(Records of labeled points)
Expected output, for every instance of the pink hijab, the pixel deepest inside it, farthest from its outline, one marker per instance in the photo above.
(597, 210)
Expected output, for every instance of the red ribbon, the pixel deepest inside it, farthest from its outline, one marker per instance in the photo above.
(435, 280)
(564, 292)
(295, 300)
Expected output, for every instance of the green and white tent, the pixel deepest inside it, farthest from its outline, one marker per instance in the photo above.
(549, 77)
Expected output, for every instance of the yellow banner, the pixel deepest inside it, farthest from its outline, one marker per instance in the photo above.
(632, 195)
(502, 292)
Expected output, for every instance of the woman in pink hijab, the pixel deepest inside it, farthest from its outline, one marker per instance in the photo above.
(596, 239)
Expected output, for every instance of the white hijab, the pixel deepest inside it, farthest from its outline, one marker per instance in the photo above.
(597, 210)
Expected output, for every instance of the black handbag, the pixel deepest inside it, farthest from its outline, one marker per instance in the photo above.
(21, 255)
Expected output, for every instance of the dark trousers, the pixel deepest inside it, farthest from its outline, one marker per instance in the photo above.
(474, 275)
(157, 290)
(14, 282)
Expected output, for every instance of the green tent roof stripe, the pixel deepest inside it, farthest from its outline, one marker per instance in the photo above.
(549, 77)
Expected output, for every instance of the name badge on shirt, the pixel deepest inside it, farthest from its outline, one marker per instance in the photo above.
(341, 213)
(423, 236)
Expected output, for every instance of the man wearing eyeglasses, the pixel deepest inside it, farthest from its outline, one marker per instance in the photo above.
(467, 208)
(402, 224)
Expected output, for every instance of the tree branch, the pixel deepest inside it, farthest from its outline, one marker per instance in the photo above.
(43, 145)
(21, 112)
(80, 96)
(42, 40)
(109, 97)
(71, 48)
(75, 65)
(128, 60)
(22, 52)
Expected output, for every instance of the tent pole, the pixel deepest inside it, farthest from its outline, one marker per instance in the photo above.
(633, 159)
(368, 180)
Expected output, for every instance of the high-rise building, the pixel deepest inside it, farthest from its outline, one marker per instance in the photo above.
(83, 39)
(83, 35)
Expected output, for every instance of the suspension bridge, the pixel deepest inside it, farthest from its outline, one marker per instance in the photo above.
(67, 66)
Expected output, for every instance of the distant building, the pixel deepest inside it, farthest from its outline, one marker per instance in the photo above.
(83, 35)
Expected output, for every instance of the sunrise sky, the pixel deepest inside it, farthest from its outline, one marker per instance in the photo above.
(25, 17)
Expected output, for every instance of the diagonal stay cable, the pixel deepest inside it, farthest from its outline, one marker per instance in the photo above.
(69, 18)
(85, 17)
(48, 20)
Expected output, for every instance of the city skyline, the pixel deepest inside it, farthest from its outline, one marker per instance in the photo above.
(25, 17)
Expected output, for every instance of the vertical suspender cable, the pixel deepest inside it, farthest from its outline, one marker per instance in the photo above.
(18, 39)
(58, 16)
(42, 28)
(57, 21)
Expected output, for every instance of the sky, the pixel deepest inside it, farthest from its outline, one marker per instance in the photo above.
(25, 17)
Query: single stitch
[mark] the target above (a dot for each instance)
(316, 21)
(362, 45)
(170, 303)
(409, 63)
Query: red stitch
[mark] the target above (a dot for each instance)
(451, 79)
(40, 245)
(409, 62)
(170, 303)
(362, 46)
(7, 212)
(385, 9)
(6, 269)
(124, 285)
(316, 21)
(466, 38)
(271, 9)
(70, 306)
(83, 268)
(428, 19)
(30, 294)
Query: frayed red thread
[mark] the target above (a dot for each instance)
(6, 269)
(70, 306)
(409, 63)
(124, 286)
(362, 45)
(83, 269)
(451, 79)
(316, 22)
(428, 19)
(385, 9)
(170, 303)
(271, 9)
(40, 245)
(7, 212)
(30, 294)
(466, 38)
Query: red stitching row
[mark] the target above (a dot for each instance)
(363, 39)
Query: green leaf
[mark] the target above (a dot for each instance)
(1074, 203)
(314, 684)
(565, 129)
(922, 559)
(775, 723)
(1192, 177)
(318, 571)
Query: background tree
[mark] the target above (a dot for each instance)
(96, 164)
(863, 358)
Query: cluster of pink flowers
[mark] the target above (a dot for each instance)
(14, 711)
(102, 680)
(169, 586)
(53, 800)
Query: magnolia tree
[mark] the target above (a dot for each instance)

Goal of the exercise:
Write out all of the records above again, word for word and unchanged.

Task solution:
Expected output, for every instance of the pink hijab, the pixel deepest inside it, farthest from its outline, one marker per instance in the photo above.
(597, 210)
Expected output, for every instance of the red ribbon, the pixel deepest inside it, farthest from its outline, one marker per instance in the photo above.
(435, 280)
(564, 292)
(295, 300)
Expected output, for every instance of the green and white tent, the pixel deepest inside it, farthest from its outline, one marker per instance in the photo above.
(549, 77)
Expected output, for every instance of the yellow banner, the pixel deepest inside it, farthest from its outline, one marker per instance in the photo above.
(632, 195)
(502, 292)
Expected output, for every instance of the woman in pink hijab, the pixel deepest inside it, farthest from its outline, one marker per instance in the photo above.
(596, 239)
Expected output, for every instance of the white hijab, the pixel deepest inside it, farthest from its outline, one marker per instance in the photo above.
(597, 210)
Expected output, for every instance of the black handbag, the pixel deepest inside it, farthest from its outline, one marker per instance in the photo above.
(21, 255)
Expected output, for every instance of the dark trousers, the pixel deepest inside it, farthest from its outline, one marker per instance in the photo above.
(474, 275)
(157, 290)
(14, 282)
Expected output, for every instance of the green tent roof stripe, the pixel deepest inside it, farthest from its outline, one marker per instance in the photo above.
(549, 77)
Expected output, for every instance of the name badge on shirt, the pixel deepest inside it, farthest from its outline, one marker per instance in the photo above.
(341, 213)
(423, 236)
Expected output, for every instance of the man wearing eyeglasses, the pixel deepest inside it, farthest from its outline, one marker per instance in the photo above.
(467, 208)
(402, 224)
Expected output, for every instance of the tree branch, the pixel deepest inside it, farthest from its outline, one marker per instance in the photo above.
(43, 145)
(21, 112)
(80, 96)
(42, 40)
(109, 97)
(71, 48)
(75, 65)
(128, 60)
(22, 52)
Expected output, for every instance of the tent pole, the pixel deepest inside it, farthest from its outline, one marker per instance in the photo above.
(633, 159)
(368, 180)
Expected output, for every instance of the high-rise building, the pixel deepest inside it, farthest from its outline, one marker per instance in the photo above.
(83, 39)
(83, 35)
Expected output, for every instance of the suspension bridge, the pixel deepest inside it, farthest from its outline, one marker per instance in the photo above.
(67, 66)
Expected output, for every instance of the distant building, the pixel deepest inside it, farthest from its outline, one marker per instance in the photo above.
(83, 35)
Expected output, for every instance of the sunrise sky, the pixel deepest inside it, farthest from its outline, one marker per instance in the photo above.
(25, 17)
Expected output, for every instance of the diagonal stay cable, the pixel deepest inside it, farthest from its outline, one marker per instance in the photo above.
(69, 18)
(85, 17)
(48, 20)
Expected output, for every instance of the city skyline, the pixel deepest inside it, farthest from its outline, one marker per instance in the photo above.
(25, 17)
Expected output, for every instance of the vertical suspender cable, the pixel deepest inside it, farthest from its outline, one marker per instance in the photo above.
(18, 39)
(58, 16)
(42, 28)
(57, 21)
Expected output, for every instance of the sky, the pixel deepest inside it, farthest from its outline, one marker per instance in the photo above.
(25, 17)
Query: single stitch
[mark] the target above (a dot for each instance)
(316, 21)
(362, 45)
(170, 303)
(409, 63)
Query: red stitch
[mark] the target above (a dot for each instance)
(451, 79)
(40, 245)
(409, 62)
(170, 303)
(362, 46)
(7, 212)
(385, 9)
(6, 269)
(124, 285)
(316, 21)
(466, 38)
(271, 9)
(70, 306)
(83, 268)
(428, 19)
(30, 294)
Query: frayed red thread
[mark] the target above (a dot for each instance)
(6, 269)
(70, 306)
(409, 63)
(124, 286)
(362, 45)
(83, 269)
(451, 79)
(316, 22)
(428, 19)
(385, 9)
(170, 303)
(271, 9)
(40, 245)
(7, 212)
(30, 294)
(466, 38)
Query: red stitching row
[mark] the target above (a dot for each instance)
(363, 39)
Query: green leaf
[mark] the target above (a dot for each instance)
(1074, 203)
(314, 684)
(565, 129)
(922, 559)
(775, 723)
(1192, 177)
(318, 571)
Query: background tree
[mark] the target above (a dot for each instance)
(96, 164)
(863, 358)
Query: cluster of pink flowers
[mark] the target above (a dot for each instance)
(14, 711)
(102, 680)
(169, 586)
(53, 800)
Query: magnolia tree
[mark] the target above (a dot for each instance)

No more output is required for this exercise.